In knapp vier Jahren vom Free & Easy-Festival im Backstage zur Münchner Olympiahalle. Da könnt ihr euch durchaus auf die Schulter klopfen. Tut ihr das?

Marco: Man ist ja sowieso mit dem Leben beschäftigt. Und so viel Einfluss auf das Leben nimmt es nicht mehr. Das war mal, wie wir jünger und unerfahren waren. Irgendwo sind die Dimensionen dann halt absurd. Ob ich jetzt vor 5.000 oder 10.000 oder 20.000 spiele, das macht eigentlich keinen Unterschied mehr. Es sind sowieso Zahlen, die man nicht mehr verarbeiten kann.

Geht ihr da als Musikfans selbst anders ran? Ich kann mir vorstellen, dass euch als Privatperson ein Club-Konzert immer noch lieber ist als ein Konzert in einer Multifunktionshalle, oder?

Marco: Ich bin durchaus offen für jedes musikalische Erlebnis. Ich finde kleine Konzerte aufregend, aber genauso auch große. Mit vielen Menschen dastehen, entwickelt eine ganz eigene Macht und Schönheit. Ich habe mir sehr gerne Elton John in der Stadthalle angeschaut. Da hatte ich gar nichts dagegen.

Bleiben wir beim Visuellen. In euren Musikvideos aber auch live gibt es diese wiederkehrende Figur der Bauta mit ihrer prägnanten Maske. Das war ja eine Maske u.a. für geheime Stimmabgaben, gleichzeitig konnte man bei Festen durch die bestimmte Form auch ganz wunderbar ungeniert trinken und essen. Was hat es damit auf sich?
##############################
- _Aufgaben_:
1/ Schreibe aus dem Interview den Abschnitt zwischen „Marco: Ich bin“ und „damit auf sich?“ einschließlich wörtlich ab.
2/ Zähle die Zeilen der Datensätze, in denen das Wort „window“ vorkommt, und nenne nur die Zahl.
Das Interview und die Datensätze haben nichts miteinander zu tun.

- _Vorliegende Datensätze_:
##############################
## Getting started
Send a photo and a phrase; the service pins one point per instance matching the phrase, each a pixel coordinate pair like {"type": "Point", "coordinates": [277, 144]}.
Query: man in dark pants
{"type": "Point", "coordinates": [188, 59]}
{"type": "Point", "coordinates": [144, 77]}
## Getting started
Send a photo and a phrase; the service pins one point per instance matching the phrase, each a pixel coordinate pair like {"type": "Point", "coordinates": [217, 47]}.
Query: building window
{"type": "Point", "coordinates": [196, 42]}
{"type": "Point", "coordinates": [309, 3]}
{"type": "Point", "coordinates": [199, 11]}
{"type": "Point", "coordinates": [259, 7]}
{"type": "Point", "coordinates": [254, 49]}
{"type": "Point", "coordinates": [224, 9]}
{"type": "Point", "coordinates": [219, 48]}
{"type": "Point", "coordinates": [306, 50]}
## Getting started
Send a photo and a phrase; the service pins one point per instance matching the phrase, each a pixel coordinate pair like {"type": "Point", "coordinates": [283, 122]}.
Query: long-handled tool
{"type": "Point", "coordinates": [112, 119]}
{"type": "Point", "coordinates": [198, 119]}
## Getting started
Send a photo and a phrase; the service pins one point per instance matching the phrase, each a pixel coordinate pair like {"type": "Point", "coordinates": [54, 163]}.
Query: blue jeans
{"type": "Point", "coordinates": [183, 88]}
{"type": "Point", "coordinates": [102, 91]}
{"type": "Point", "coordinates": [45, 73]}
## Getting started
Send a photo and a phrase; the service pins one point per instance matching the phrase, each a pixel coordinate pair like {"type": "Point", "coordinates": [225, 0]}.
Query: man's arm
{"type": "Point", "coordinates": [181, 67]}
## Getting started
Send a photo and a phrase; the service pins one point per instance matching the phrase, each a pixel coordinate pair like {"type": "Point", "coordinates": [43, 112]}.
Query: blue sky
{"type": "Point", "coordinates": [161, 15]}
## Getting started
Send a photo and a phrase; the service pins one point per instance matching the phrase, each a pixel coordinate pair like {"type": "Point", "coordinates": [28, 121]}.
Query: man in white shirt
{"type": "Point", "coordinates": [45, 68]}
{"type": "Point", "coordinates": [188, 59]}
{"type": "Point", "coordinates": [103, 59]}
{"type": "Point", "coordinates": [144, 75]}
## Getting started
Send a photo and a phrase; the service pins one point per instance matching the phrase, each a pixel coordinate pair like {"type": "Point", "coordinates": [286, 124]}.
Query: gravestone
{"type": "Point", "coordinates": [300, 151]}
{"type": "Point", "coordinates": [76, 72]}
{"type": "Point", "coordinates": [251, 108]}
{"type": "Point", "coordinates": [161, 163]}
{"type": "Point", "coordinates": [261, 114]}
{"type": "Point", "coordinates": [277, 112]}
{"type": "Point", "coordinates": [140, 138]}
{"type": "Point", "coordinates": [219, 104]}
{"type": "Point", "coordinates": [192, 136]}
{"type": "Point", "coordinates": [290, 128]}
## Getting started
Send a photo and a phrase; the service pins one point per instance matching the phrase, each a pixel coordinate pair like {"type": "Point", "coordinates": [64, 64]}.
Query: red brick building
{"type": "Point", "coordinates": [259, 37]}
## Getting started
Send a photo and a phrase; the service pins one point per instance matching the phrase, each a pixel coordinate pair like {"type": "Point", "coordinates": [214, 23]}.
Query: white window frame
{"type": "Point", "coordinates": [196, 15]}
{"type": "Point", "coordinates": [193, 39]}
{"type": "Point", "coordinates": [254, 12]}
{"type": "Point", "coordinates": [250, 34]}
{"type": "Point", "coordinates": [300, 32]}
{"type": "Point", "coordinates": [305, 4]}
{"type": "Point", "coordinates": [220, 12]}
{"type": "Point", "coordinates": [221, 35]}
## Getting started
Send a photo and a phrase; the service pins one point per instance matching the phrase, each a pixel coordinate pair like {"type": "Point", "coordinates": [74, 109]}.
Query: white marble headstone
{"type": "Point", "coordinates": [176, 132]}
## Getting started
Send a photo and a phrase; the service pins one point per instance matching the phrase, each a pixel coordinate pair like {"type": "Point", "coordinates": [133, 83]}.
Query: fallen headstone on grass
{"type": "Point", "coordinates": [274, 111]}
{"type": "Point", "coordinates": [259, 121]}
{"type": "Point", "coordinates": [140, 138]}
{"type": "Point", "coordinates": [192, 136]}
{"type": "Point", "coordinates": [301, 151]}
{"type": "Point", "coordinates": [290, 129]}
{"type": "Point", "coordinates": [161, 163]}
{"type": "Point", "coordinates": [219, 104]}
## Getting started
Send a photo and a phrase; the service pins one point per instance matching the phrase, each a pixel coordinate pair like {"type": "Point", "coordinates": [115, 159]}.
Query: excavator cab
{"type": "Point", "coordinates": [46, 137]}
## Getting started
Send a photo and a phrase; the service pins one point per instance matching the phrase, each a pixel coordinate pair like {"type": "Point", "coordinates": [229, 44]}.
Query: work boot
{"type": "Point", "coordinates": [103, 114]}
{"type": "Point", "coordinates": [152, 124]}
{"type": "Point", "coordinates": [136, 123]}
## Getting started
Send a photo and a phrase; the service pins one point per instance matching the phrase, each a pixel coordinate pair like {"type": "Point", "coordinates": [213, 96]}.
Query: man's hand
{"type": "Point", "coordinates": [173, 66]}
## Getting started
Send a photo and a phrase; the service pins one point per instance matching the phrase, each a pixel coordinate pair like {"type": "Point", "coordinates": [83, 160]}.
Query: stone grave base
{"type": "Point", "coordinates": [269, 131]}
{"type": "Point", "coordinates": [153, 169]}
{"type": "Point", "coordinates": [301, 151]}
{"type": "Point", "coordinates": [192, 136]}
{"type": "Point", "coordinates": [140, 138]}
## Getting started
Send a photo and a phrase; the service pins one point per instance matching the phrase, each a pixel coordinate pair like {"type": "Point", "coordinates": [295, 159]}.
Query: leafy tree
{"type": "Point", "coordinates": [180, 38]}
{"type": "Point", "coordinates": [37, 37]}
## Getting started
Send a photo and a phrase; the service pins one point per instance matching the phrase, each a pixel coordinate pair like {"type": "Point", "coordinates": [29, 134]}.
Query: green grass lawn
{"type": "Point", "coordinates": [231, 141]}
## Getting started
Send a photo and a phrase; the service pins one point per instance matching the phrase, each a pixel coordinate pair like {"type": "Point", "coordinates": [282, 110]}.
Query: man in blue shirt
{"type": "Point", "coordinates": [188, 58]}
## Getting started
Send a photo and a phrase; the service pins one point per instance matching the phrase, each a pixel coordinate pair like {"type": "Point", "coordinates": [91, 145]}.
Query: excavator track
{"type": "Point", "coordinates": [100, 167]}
##############################
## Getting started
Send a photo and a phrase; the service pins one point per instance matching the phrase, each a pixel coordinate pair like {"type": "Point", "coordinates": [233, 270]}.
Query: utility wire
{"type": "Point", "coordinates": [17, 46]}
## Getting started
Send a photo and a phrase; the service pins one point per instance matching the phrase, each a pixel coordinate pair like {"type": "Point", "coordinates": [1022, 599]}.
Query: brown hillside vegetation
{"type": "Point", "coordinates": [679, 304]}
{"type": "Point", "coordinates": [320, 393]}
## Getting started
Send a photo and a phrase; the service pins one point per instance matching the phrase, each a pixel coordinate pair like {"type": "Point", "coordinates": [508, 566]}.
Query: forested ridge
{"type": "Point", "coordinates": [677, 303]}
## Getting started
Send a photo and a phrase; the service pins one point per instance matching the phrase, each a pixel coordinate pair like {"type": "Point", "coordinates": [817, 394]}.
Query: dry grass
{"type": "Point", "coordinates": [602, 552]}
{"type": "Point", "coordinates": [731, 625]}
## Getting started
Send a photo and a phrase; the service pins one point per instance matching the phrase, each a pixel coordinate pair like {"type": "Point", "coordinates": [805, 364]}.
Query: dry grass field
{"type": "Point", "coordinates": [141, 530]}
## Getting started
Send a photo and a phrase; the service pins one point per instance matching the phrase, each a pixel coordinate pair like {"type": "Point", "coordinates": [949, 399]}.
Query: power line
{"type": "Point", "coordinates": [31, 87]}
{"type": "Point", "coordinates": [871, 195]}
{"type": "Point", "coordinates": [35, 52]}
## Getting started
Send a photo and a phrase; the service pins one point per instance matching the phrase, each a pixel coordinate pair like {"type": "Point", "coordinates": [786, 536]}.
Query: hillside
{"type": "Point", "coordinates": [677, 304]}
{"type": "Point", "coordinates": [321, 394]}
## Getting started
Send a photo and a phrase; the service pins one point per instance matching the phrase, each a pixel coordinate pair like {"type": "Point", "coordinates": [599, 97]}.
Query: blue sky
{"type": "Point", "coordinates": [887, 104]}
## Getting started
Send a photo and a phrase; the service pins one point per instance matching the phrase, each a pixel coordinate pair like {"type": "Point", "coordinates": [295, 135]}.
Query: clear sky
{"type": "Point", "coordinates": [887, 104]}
##############################
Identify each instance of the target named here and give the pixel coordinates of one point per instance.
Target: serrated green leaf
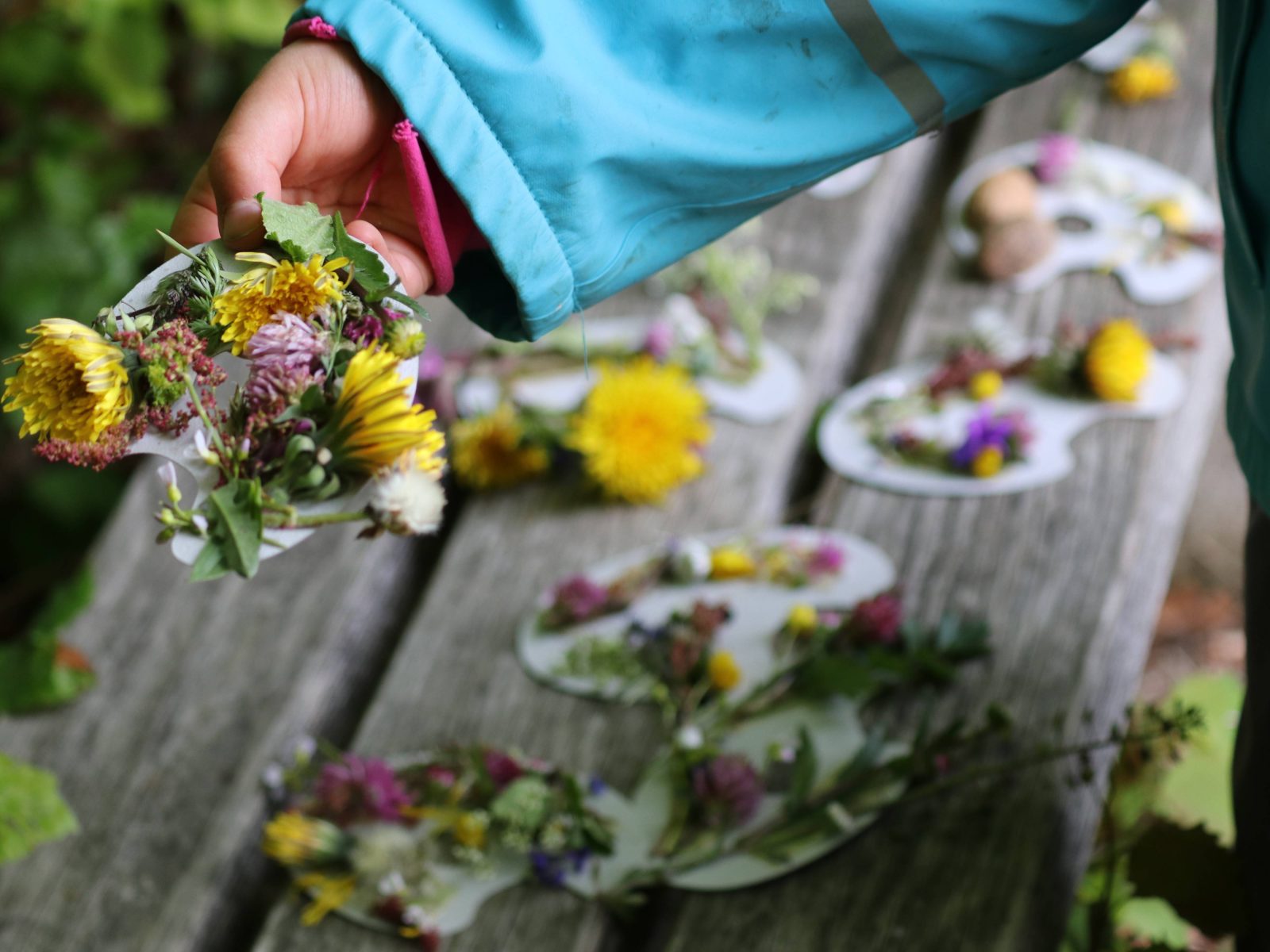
##############################
- _Lösungen_:
1/
Marco: Ich bin durchaus offen für jedes musikalische Erlebnis. Ich finde kleine Konzerte aufregend, aber genauso auch große. Mit vielen Menschen dastehen, entwickelt eine ganz eigene Macht und Schönheit. Ich habe mir sehr gerne Elton John in der Stadthalle angeschaut. Da hatte ich gar nichts dagegen.

Bleiben wir beim Visuellen. In euren Musikvideos aber auch live gibt es diese wiederkehrende Figur der Bauta mit ihrer prägnanten Maske. Das war ja eine Maske u.a. für geheime Stimmabgaben, gleichzeitig konnte man bei Festen durch die bestimmte Form auch ganz wunderbar ungeniert trinken und essen. Was hat es damit auf sich?

2/ 2